STATED EXERCISE: Copy out every one of the rows below word for word, but omit the pictures.

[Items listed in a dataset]
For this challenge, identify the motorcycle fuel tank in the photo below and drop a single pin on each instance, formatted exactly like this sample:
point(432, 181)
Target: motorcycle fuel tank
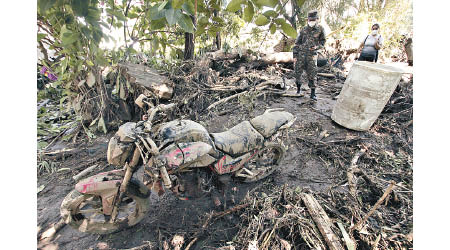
point(183, 131)
point(185, 153)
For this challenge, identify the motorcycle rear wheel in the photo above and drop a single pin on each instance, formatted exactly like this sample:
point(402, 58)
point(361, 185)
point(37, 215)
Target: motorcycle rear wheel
point(83, 212)
point(265, 162)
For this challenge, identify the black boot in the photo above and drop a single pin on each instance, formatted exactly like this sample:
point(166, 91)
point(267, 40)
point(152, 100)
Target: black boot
point(313, 94)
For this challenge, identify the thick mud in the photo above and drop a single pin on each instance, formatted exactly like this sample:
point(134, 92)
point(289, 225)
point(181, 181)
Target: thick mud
point(301, 167)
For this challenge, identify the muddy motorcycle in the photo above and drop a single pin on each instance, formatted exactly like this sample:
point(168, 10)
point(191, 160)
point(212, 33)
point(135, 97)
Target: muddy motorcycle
point(110, 201)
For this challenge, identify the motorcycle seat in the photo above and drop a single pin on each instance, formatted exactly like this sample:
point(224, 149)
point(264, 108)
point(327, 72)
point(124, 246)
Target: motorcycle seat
point(238, 140)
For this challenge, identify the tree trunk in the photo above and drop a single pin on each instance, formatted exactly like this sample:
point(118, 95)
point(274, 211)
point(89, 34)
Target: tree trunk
point(189, 43)
point(295, 9)
point(217, 39)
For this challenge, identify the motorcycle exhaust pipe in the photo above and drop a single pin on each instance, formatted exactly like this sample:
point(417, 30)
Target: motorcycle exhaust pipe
point(161, 162)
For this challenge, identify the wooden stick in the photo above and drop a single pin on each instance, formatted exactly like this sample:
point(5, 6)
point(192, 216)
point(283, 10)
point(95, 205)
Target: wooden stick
point(386, 193)
point(84, 172)
point(350, 172)
point(348, 241)
point(230, 97)
point(326, 75)
point(50, 232)
point(147, 245)
point(322, 221)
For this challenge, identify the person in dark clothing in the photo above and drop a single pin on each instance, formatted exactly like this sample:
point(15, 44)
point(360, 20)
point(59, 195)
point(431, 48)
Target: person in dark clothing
point(310, 40)
point(368, 50)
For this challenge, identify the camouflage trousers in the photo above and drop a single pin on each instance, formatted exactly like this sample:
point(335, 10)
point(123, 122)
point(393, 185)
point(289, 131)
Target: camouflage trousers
point(308, 63)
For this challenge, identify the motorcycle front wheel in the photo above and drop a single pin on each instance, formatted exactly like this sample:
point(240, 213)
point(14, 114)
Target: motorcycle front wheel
point(83, 212)
point(265, 162)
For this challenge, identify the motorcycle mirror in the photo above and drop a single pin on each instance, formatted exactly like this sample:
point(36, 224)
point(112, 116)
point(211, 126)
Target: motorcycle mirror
point(140, 101)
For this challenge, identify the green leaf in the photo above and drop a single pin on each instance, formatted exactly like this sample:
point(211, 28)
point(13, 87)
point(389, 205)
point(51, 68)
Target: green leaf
point(41, 36)
point(261, 20)
point(249, 11)
point(162, 5)
point(132, 15)
point(279, 21)
point(101, 125)
point(80, 7)
point(287, 28)
point(234, 5)
point(269, 3)
point(158, 24)
point(68, 38)
point(218, 20)
point(172, 16)
point(44, 5)
point(185, 23)
point(188, 7)
point(90, 79)
point(42, 144)
point(156, 14)
point(272, 28)
point(176, 4)
point(270, 13)
point(203, 20)
point(300, 3)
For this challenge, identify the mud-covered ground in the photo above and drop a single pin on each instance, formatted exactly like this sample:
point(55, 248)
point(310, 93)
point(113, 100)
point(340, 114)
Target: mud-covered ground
point(319, 153)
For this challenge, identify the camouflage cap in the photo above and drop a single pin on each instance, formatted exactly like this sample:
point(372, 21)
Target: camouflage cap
point(312, 15)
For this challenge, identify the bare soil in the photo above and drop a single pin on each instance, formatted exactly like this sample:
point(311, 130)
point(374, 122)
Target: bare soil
point(311, 163)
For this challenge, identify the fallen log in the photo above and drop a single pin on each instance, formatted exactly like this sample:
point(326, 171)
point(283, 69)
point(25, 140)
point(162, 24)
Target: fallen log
point(84, 172)
point(360, 224)
point(231, 97)
point(350, 172)
point(148, 78)
point(326, 75)
point(322, 221)
point(280, 57)
point(51, 231)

EXPECTED ANSWER:
For this challenge, identify the motorcycle fuel tank in the photo below and drop a single pin on each instance, formatted exactly like this sample:
point(432, 181)
Target: motorcycle fuel tank
point(183, 131)
point(185, 153)
For this challenge, identify the motorcycle rear wheel in the photo above and drop a single pin on each instance, formatted exactly like this sample:
point(402, 58)
point(361, 185)
point(37, 215)
Target: motorcycle rear wheel
point(83, 212)
point(265, 162)
For this challenge, identify the black boot in the photo above and drop a single pin on each instance, formatted exactly like this sample:
point(166, 91)
point(267, 40)
point(152, 100)
Target: black boot
point(313, 94)
For this challenge, identify the thick mud in the photo above and drop a single pin on each instance, formatted exactly like this sample:
point(134, 92)
point(289, 225)
point(181, 181)
Target: thick mud
point(301, 167)
For this challenge, identify the muddy motorcycle in the photo above and drop a single pin on each instance, formatted exactly like this sample:
point(168, 10)
point(191, 160)
point(212, 33)
point(135, 97)
Target: muddy motorcycle
point(110, 201)
For this challenge, identify the motorcycle seat in the photo above and drop a single pin on each instance, formatted exactly like this sample:
point(224, 149)
point(264, 108)
point(327, 72)
point(124, 246)
Target: motorcycle seat
point(238, 140)
For this challenge, identify the tree trunk in the photo above and drop a single pin on each instance, formatted exactly like this sample:
point(118, 95)
point(274, 211)
point(89, 34)
Target: tree trunk
point(189, 43)
point(295, 9)
point(217, 39)
For this challenge, identify the motorcycle exhaust pipe in the photo above and drop a single pin on each instance, formatted exactly like this sample:
point(417, 30)
Target: motorcycle exhaust pipe
point(161, 162)
For this challenge, identify the wooden stick in the photo above and drop a single pin on each instance, formatted exactly like this sample:
point(5, 6)
point(192, 216)
point(283, 10)
point(95, 205)
Target: wooden stick
point(386, 193)
point(84, 172)
point(350, 172)
point(348, 241)
point(230, 97)
point(326, 75)
point(50, 232)
point(147, 245)
point(322, 221)
For this challenge, identify the person in dark clothing in the photo above and drop a single pin on each instance, formatted exactly like this sample:
point(15, 44)
point(360, 20)
point(59, 195)
point(431, 48)
Target: person in dark clothing
point(310, 40)
point(368, 50)
For this challenge, identify the camouflage trousers in the photo above and drop a single pin on each instance, formatted exactly like this sample:
point(335, 10)
point(123, 122)
point(393, 185)
point(289, 131)
Target: camouflage trousers
point(308, 63)
For this challenge, identify the motorcycle front wheel in the photo above and drop a single pin on each instance, formatted exactly like this sample:
point(240, 213)
point(14, 114)
Target: motorcycle front wheel
point(83, 212)
point(265, 162)
For this challenge, identify the motorcycle mirror in the photo above and drop a single pin on each instance, formatted exactly like this sample:
point(36, 224)
point(112, 116)
point(211, 126)
Target: motorcycle mirror
point(140, 101)
For this challenge, identify the green leaf in the photo above and drop a single pin on each instance, formatted exactly like this sample:
point(211, 28)
point(13, 87)
point(389, 205)
point(51, 68)
Target: green leaf
point(41, 36)
point(261, 20)
point(249, 11)
point(162, 5)
point(132, 15)
point(279, 21)
point(101, 125)
point(80, 7)
point(287, 28)
point(234, 5)
point(269, 3)
point(158, 24)
point(68, 38)
point(218, 20)
point(172, 16)
point(44, 5)
point(185, 23)
point(188, 7)
point(90, 79)
point(42, 144)
point(156, 14)
point(272, 28)
point(176, 4)
point(270, 13)
point(203, 20)
point(300, 3)
For this challenge, identify the mud-covered ground in the photo above and drop a single pin on each instance, formatted exactly like this sample:
point(55, 248)
point(310, 93)
point(113, 100)
point(340, 114)
Target: mud-covered ground
point(319, 153)
For this challenge, identify the camouflage cap in the photo above and drop a single pin on each instance, formatted exactly like this sample:
point(372, 21)
Target: camouflage cap
point(312, 15)
For this challenge, identify the bare soil in the photo above and drop a single pin on each instance, formatted exactly like this sample:
point(311, 130)
point(374, 122)
Target: bare soil
point(311, 163)
For this challenge, identify the fallen log in the photo above and drop a single pin on each instance, formatted exactly like this sample:
point(326, 171)
point(283, 69)
point(25, 140)
point(162, 24)
Target: fallen log
point(84, 172)
point(360, 224)
point(231, 97)
point(350, 172)
point(148, 78)
point(326, 75)
point(322, 221)
point(280, 57)
point(51, 231)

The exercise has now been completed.